*EXERCISE OBJECTIVE*.
Count how many lines below include the string "water". Only that number should appear in the reply.
------------------------------------------------
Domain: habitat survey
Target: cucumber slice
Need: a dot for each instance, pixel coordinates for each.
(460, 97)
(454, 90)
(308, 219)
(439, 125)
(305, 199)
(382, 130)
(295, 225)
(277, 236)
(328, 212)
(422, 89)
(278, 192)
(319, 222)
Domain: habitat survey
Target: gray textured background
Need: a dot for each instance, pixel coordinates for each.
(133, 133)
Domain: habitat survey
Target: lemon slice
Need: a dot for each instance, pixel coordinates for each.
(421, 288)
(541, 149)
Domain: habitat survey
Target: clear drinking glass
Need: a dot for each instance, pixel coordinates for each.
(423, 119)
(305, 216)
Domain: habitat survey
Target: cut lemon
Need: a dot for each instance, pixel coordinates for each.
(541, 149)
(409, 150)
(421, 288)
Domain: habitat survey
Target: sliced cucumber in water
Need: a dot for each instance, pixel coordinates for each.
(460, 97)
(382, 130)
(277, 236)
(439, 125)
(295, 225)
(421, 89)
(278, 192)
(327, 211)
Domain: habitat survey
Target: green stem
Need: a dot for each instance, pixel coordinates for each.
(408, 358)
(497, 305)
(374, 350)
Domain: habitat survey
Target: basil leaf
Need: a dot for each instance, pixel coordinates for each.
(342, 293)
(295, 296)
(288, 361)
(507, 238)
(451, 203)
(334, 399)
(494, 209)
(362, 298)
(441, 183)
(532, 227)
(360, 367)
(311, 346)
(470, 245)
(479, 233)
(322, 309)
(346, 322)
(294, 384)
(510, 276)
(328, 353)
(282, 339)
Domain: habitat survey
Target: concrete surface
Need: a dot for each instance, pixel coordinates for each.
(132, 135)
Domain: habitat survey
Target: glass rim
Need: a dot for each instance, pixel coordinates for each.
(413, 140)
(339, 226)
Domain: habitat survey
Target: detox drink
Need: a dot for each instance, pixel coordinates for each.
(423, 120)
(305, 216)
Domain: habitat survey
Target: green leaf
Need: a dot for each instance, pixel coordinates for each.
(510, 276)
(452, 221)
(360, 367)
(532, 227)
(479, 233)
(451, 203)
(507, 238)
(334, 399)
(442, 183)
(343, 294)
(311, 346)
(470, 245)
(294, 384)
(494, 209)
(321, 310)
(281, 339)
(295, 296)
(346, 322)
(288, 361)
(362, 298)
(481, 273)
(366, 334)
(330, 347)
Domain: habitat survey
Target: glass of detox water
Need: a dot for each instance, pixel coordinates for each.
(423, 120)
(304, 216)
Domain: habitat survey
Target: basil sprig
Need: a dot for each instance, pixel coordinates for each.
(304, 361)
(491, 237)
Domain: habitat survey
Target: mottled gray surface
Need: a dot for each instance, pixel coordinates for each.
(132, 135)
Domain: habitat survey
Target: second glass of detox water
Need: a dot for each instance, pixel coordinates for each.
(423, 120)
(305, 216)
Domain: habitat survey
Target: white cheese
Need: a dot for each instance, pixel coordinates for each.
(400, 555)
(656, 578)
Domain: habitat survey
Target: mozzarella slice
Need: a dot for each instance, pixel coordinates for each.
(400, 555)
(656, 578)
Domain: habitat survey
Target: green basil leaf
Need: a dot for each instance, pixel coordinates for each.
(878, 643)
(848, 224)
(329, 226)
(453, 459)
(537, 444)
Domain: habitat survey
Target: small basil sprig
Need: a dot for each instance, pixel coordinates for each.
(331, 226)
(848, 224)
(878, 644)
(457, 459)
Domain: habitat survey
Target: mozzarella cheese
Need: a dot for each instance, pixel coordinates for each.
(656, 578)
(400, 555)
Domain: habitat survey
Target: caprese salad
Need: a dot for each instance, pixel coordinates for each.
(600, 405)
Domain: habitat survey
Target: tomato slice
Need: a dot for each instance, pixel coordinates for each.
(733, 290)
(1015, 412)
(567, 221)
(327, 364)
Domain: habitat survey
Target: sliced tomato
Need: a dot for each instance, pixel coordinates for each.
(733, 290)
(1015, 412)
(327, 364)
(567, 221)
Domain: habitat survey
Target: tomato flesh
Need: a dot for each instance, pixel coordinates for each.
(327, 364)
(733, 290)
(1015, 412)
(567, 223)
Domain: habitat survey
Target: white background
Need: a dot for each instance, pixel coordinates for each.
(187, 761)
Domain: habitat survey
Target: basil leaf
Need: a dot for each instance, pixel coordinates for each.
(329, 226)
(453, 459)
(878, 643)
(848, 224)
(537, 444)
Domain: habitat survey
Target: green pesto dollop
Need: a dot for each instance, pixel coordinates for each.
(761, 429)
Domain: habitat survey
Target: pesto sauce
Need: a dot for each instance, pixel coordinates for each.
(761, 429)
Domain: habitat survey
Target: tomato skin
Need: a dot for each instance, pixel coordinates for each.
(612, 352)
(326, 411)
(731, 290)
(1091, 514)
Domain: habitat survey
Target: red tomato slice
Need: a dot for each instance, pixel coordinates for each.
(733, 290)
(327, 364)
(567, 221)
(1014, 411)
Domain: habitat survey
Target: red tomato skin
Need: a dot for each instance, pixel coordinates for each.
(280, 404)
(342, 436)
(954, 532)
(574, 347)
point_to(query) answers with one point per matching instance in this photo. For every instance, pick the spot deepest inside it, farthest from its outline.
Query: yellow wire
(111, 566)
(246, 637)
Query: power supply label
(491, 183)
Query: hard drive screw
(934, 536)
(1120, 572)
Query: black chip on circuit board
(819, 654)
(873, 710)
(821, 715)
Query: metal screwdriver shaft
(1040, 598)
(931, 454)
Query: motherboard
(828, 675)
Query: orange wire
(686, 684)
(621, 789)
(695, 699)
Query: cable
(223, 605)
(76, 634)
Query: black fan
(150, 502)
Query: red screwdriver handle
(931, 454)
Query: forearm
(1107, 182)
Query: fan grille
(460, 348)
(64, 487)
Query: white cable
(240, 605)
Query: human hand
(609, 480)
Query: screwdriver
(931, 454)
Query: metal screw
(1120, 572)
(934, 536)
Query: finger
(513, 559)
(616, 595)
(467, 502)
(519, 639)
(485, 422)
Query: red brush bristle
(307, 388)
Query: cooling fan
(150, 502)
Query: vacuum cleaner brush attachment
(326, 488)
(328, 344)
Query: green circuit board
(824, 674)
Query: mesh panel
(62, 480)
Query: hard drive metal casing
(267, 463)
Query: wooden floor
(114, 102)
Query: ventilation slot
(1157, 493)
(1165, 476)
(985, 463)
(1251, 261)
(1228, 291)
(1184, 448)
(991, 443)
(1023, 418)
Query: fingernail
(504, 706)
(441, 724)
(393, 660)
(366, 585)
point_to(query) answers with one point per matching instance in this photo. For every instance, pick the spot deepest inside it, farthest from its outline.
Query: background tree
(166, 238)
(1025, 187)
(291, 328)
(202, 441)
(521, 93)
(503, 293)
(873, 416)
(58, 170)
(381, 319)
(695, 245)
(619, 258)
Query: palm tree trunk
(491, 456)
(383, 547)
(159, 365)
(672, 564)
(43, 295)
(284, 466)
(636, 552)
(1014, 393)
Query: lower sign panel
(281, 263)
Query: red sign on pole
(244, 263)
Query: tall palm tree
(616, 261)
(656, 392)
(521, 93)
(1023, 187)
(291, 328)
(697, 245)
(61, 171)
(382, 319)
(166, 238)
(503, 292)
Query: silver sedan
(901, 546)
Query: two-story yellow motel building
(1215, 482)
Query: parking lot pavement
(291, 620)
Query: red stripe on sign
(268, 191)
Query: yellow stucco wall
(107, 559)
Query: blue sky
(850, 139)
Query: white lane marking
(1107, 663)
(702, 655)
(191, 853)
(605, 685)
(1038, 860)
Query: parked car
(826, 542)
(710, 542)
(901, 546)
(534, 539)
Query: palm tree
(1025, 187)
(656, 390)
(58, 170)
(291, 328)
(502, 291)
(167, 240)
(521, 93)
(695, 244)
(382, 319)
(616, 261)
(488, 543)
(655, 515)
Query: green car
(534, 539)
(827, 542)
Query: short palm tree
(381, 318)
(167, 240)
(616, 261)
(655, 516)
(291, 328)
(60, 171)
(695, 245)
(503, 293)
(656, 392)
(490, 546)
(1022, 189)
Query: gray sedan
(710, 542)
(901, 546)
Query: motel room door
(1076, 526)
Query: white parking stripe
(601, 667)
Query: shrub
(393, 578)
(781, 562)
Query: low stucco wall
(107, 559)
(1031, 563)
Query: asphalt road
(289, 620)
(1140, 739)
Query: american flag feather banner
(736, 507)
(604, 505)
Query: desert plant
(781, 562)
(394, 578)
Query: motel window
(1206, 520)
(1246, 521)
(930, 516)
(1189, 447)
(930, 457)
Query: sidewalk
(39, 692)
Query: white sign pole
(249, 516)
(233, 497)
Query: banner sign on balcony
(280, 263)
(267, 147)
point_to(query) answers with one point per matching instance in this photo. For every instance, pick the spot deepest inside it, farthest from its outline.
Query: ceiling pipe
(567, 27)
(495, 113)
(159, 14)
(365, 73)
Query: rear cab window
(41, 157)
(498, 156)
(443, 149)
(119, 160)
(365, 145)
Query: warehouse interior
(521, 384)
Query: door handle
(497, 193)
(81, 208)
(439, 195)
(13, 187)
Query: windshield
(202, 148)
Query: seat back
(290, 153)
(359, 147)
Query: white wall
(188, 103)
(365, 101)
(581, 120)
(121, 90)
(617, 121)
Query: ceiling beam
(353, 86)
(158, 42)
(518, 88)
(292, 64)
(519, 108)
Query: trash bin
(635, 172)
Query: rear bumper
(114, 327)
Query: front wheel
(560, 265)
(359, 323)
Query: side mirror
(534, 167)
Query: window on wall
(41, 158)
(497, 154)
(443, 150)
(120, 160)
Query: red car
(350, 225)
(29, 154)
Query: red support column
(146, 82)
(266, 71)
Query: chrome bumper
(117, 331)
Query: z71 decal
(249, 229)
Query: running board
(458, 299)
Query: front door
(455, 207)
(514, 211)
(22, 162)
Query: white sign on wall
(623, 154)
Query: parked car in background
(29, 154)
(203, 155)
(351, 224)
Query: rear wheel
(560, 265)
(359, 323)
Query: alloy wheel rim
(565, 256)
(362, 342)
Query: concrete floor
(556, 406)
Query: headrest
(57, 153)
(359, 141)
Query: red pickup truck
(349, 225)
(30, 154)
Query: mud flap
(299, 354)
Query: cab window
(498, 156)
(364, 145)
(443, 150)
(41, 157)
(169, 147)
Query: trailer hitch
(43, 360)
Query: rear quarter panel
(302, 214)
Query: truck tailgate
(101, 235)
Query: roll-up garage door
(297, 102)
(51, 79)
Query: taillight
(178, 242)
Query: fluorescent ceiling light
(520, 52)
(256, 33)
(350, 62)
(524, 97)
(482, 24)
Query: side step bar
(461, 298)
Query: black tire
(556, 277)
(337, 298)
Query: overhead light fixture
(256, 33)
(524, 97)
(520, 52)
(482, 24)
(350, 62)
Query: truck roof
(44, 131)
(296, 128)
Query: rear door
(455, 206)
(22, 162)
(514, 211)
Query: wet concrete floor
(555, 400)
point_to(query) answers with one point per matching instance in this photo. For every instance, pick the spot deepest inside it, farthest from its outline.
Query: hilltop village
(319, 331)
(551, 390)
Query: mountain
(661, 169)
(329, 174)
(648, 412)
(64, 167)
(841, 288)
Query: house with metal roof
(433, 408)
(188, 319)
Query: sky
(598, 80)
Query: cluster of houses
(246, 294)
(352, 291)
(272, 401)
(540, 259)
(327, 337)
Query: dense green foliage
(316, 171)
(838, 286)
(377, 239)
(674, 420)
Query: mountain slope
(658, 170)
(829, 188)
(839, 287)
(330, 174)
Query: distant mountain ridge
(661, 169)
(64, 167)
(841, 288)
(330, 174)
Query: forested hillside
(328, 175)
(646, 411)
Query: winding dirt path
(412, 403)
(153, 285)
------------------------------------------------
*WRITTEN ANSWER*.
3